___ Data under study

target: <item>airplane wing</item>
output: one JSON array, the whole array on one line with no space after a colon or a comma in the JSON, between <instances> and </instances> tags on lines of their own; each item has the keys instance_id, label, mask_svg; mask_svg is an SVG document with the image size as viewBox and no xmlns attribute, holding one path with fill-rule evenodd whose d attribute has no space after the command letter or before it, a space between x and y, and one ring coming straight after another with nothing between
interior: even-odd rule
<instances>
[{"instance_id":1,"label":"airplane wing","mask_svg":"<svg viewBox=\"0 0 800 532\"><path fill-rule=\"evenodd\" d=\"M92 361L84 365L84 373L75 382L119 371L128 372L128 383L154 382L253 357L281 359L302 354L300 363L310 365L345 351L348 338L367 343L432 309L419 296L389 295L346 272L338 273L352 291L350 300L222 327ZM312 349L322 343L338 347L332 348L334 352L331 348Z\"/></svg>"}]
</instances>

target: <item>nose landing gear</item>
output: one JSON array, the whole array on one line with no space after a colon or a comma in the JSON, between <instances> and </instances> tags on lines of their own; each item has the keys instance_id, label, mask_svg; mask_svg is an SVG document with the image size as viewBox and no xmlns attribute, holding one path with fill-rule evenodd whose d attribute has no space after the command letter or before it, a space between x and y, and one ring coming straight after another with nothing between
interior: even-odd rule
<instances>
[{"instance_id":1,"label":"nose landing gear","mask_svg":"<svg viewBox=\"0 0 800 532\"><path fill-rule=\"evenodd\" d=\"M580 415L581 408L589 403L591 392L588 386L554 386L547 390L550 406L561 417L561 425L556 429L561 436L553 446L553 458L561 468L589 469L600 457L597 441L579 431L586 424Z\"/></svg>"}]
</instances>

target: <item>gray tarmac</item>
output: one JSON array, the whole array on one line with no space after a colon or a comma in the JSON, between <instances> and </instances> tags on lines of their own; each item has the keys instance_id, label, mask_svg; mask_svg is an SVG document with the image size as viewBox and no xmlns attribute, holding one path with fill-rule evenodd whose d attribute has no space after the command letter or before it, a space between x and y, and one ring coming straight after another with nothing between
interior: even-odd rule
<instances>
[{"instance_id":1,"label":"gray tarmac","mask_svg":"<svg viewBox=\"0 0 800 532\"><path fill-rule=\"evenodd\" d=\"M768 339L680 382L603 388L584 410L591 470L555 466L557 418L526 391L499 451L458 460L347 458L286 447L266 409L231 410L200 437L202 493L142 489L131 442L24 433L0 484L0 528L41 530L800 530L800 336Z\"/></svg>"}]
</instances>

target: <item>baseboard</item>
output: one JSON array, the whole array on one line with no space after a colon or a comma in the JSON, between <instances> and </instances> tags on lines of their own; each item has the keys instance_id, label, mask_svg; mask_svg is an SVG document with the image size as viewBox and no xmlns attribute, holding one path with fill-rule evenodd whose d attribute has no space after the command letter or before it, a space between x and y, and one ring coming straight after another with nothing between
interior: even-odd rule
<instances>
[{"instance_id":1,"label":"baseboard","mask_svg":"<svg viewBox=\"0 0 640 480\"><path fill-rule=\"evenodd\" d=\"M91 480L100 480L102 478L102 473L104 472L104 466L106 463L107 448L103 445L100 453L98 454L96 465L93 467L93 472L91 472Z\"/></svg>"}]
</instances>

______

What is being asked: Output only a verbatim copy of the lines spanning from the line that contains "target: <item>baseboard</item>" to the end of the records above.

Solution to this problem:
target: <item>baseboard</item>
output: one JSON array, the whole array on one line with no space after a colon or a comma in the JSON, between <instances> and </instances> tags on lines of their own; each item has the keys instance_id, label, mask_svg; mask_svg is an SVG document with the image size as viewBox and no xmlns attribute, holding one path with fill-rule evenodd whose d attribute has no space after the command letter or before it, a space between x and y, and one ring coming straight after another with nothing between
interior: even-odd rule
<instances>
[{"instance_id":1,"label":"baseboard","mask_svg":"<svg viewBox=\"0 0 640 480\"><path fill-rule=\"evenodd\" d=\"M91 480L100 480L102 478L102 473L104 472L104 466L106 463L107 448L103 445L100 453L98 454L96 465L93 467L93 472L91 472Z\"/></svg>"}]
</instances>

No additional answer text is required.